#### ENTRIES PROVIDED

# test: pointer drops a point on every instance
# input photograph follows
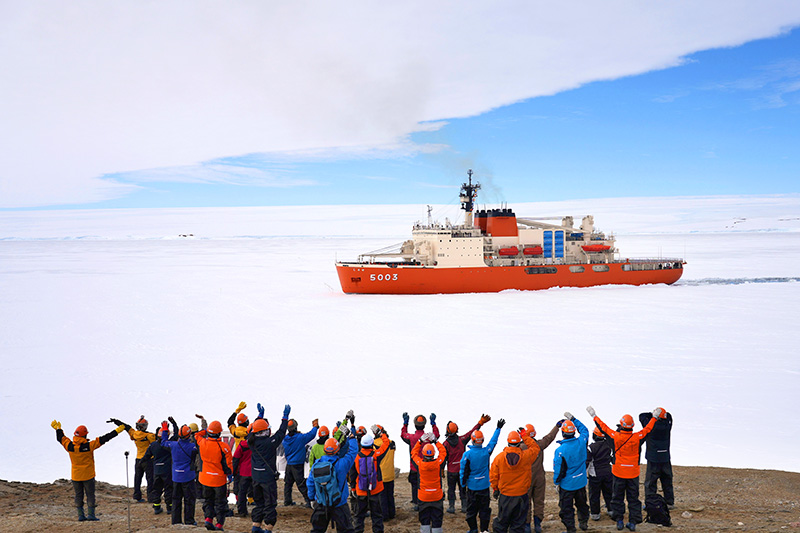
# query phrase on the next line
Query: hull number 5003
(383, 277)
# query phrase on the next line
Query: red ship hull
(375, 278)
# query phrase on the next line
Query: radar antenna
(469, 193)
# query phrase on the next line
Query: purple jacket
(456, 446)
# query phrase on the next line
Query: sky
(193, 104)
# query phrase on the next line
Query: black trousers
(322, 516)
(81, 487)
(216, 502)
(512, 511)
(142, 469)
(431, 514)
(413, 479)
(387, 500)
(453, 482)
(245, 486)
(265, 498)
(478, 507)
(662, 472)
(600, 485)
(161, 484)
(568, 501)
(187, 492)
(626, 488)
(371, 503)
(295, 474)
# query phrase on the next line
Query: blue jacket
(569, 463)
(183, 452)
(263, 454)
(342, 464)
(294, 446)
(474, 471)
(162, 458)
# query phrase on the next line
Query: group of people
(352, 471)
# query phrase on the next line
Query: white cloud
(94, 88)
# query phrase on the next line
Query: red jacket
(511, 469)
(377, 456)
(627, 448)
(213, 452)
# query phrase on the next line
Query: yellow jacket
(81, 452)
(142, 439)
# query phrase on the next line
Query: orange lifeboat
(513, 250)
(533, 250)
(596, 247)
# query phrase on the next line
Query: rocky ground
(707, 499)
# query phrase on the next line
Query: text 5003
(383, 277)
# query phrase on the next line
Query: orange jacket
(142, 439)
(377, 456)
(430, 473)
(81, 452)
(213, 452)
(627, 448)
(511, 469)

########

WRITTEN INSTRUCTION :: Copy the data above word for word, from the first line to the last, but leave out the picture.

RESULT FOR THIS EXERCISE ::
# test: pointer drops a point on every instance
# input photograph follows
# query phrase on the next line
Query: hull number 5003
(383, 277)
# query phrase on the next line
Query: red ship hull
(375, 278)
# query phrase on the next line
Query: radar antenna
(469, 193)
# query phrase on the next line
Query: purple jacket
(456, 446)
# query phrase on the next line
Query: sky
(193, 104)
# query phrase on the next line
Query: black trousers
(322, 516)
(81, 487)
(216, 502)
(512, 511)
(142, 469)
(431, 514)
(413, 479)
(387, 500)
(453, 482)
(245, 486)
(265, 498)
(478, 507)
(662, 472)
(600, 485)
(161, 484)
(568, 501)
(187, 492)
(626, 488)
(371, 503)
(295, 474)
# query phrase on the next line
Query: blue jacket
(569, 463)
(183, 452)
(263, 454)
(342, 464)
(294, 446)
(474, 471)
(162, 458)
# query phrase on the next line
Query: group of people
(352, 471)
# query phrase on the next line
Query: white cloud
(94, 88)
# query phrase on the next line
Query: red jacket
(511, 469)
(377, 456)
(627, 448)
(213, 452)
# query phrase on the next line
Query: yellow jacket
(81, 452)
(142, 439)
# query phrase on the next line
Query: orange lifeboat
(513, 250)
(533, 250)
(596, 247)
# query phrase on the next line
Query: rocky ground
(707, 499)
# query phrase on the next line
Query: text 5003
(383, 277)
# query phrase on the next line
Query: orange jacket
(142, 439)
(377, 456)
(430, 473)
(81, 452)
(213, 452)
(627, 448)
(511, 469)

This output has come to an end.